--- Dataset records ---
·····
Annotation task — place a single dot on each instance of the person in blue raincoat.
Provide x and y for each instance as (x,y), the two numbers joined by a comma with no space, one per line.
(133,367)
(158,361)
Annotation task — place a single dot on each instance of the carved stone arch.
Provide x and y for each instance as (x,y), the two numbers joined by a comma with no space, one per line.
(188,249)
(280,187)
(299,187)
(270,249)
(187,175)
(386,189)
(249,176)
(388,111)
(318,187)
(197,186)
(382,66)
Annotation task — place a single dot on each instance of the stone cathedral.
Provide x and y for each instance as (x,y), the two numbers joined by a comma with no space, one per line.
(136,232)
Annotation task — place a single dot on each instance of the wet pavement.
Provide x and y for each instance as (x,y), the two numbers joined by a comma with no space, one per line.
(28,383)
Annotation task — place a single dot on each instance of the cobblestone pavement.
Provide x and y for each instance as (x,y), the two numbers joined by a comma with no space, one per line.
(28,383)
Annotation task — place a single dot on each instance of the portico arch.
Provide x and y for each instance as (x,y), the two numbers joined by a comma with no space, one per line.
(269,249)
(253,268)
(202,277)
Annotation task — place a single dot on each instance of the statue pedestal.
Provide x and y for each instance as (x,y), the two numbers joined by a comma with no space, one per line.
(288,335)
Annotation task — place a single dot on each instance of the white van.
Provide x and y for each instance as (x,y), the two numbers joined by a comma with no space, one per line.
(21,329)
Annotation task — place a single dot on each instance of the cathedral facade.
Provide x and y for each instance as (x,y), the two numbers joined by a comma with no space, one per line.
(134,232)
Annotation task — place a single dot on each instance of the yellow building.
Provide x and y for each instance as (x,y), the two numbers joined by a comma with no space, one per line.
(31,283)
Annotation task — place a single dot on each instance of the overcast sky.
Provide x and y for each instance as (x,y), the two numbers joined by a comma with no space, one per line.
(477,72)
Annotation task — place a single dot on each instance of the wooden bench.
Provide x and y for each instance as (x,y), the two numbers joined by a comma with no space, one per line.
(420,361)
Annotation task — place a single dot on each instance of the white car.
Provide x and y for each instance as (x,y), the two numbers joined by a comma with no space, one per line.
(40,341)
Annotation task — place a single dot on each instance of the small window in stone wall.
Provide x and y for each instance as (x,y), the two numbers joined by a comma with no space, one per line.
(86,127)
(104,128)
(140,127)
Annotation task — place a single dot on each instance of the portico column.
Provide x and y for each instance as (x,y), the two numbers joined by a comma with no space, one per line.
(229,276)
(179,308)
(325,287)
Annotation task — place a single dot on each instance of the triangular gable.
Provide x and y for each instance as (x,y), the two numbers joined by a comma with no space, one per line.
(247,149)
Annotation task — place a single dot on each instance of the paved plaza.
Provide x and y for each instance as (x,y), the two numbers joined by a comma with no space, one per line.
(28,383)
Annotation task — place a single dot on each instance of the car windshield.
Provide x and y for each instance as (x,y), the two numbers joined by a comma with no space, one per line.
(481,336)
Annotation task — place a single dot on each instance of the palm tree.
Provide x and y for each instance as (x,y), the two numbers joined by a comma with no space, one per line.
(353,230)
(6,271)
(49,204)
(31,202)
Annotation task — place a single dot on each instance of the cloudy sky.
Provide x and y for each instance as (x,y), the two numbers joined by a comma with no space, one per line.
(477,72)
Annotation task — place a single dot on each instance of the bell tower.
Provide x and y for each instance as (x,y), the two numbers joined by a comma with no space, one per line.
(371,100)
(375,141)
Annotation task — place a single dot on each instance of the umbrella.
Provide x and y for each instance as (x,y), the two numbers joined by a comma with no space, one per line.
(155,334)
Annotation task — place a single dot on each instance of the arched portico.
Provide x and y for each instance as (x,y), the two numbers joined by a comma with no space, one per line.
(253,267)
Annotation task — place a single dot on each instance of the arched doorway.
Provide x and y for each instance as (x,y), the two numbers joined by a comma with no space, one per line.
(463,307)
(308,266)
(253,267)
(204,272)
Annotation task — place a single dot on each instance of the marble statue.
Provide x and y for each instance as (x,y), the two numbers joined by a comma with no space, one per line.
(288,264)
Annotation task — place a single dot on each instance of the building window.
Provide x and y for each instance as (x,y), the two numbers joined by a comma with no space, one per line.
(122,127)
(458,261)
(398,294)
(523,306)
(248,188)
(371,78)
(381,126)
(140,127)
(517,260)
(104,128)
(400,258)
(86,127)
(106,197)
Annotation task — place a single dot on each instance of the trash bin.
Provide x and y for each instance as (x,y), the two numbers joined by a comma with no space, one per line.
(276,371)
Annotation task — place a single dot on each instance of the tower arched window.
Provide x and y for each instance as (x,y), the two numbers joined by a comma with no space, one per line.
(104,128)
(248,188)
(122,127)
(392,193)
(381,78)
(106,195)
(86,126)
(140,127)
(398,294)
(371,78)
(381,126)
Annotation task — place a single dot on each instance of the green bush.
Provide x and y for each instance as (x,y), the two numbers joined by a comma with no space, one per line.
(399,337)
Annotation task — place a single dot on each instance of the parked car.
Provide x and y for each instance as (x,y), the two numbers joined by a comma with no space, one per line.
·····
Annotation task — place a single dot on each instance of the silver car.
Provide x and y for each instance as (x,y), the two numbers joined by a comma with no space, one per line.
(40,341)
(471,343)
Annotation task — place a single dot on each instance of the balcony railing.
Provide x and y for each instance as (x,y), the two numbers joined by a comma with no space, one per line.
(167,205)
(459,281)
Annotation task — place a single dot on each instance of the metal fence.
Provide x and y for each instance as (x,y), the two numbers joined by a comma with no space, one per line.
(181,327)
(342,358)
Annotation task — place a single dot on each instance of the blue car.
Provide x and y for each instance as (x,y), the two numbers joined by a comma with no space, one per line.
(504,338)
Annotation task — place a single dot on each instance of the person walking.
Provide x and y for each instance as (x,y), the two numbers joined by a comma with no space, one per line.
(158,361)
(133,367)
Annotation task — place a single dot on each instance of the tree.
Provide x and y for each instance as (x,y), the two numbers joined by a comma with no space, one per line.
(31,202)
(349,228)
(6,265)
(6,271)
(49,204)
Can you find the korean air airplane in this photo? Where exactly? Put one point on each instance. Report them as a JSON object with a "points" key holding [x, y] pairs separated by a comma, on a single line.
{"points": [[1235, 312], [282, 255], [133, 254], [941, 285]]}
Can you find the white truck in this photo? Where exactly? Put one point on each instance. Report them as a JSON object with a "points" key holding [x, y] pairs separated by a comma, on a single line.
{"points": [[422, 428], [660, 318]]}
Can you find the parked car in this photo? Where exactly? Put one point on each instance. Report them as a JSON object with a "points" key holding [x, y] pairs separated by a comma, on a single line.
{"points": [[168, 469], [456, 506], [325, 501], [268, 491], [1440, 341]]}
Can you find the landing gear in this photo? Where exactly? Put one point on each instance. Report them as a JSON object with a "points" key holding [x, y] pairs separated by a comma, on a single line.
·····
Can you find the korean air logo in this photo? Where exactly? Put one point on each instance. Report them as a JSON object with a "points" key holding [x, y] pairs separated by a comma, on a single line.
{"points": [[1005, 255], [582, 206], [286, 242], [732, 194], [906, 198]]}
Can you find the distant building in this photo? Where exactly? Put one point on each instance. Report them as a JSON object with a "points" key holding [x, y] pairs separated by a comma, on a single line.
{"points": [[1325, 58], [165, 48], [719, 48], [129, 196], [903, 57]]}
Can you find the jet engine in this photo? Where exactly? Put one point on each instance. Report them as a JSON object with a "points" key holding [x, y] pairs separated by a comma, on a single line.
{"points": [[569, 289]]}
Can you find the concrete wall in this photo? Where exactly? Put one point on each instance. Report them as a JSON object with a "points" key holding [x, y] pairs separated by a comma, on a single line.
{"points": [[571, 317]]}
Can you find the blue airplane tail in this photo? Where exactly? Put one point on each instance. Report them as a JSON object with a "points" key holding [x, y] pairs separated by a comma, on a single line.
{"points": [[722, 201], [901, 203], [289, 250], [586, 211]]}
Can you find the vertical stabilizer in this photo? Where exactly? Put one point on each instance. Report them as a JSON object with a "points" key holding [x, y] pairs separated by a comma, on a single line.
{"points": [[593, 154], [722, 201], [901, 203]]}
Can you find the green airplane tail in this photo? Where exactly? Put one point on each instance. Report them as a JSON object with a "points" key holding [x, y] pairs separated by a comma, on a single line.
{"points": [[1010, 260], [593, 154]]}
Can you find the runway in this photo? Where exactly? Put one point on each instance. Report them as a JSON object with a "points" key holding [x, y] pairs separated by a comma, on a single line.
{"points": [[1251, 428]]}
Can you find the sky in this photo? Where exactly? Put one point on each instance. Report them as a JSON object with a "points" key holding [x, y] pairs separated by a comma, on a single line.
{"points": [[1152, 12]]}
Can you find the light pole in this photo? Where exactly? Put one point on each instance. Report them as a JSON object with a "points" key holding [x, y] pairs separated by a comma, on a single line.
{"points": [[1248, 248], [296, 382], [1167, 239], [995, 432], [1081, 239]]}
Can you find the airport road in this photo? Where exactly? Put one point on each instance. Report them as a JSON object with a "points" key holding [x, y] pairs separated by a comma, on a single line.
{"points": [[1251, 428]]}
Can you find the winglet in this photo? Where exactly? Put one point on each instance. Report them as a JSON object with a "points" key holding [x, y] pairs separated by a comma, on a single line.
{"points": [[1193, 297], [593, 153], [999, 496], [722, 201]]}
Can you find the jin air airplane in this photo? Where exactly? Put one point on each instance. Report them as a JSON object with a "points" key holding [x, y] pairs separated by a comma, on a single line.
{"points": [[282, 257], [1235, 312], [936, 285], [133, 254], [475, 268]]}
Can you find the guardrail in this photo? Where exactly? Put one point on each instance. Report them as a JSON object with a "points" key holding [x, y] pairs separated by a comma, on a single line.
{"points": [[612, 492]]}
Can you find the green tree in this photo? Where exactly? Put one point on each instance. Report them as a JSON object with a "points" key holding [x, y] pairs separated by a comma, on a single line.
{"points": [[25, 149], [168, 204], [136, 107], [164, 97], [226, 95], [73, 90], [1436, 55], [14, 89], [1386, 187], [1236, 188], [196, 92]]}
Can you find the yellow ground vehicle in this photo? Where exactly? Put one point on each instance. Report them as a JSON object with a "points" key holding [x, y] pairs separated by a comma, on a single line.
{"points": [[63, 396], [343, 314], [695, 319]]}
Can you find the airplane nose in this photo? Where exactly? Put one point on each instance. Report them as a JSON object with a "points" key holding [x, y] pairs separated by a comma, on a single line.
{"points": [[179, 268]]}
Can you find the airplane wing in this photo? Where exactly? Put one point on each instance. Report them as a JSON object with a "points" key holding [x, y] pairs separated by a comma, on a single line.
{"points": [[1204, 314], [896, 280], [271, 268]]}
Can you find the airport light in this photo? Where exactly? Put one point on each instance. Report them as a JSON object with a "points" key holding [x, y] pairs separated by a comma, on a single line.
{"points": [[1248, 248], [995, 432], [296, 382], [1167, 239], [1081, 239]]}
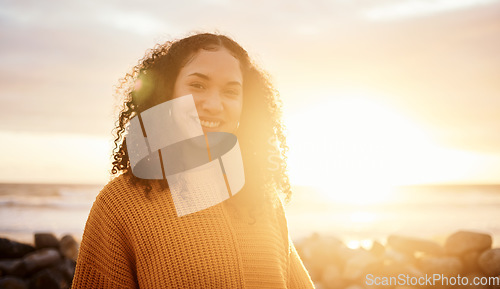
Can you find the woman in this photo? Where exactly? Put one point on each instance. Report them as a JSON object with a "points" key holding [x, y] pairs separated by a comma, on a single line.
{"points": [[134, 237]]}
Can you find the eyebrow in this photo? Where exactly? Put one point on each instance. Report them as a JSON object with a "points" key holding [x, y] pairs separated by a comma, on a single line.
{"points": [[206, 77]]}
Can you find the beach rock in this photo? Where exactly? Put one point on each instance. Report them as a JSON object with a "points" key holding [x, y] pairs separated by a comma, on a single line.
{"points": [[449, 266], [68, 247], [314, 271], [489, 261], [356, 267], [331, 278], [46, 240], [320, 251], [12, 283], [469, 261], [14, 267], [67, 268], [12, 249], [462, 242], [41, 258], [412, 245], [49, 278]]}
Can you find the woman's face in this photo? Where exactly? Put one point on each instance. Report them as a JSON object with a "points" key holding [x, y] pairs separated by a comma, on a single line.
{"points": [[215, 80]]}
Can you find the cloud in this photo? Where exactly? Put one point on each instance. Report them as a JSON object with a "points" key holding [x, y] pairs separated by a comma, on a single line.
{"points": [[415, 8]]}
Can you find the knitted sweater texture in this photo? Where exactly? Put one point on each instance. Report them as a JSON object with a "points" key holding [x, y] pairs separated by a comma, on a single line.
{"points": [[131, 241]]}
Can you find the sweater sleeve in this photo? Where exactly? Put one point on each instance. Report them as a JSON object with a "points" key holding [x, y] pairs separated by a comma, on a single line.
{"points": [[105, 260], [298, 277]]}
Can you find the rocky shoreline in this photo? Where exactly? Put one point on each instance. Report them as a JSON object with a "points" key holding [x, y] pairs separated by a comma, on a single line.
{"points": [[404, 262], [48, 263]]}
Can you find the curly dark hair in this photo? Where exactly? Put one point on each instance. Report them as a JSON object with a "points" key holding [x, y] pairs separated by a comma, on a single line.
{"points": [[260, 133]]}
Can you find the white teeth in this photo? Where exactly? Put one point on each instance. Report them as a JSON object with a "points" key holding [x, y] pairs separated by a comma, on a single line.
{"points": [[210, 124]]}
·····
--- Task to complete ---
The number alone, please: how many lines in the data contain the string "window"?

--- Solution for this exercise ---
3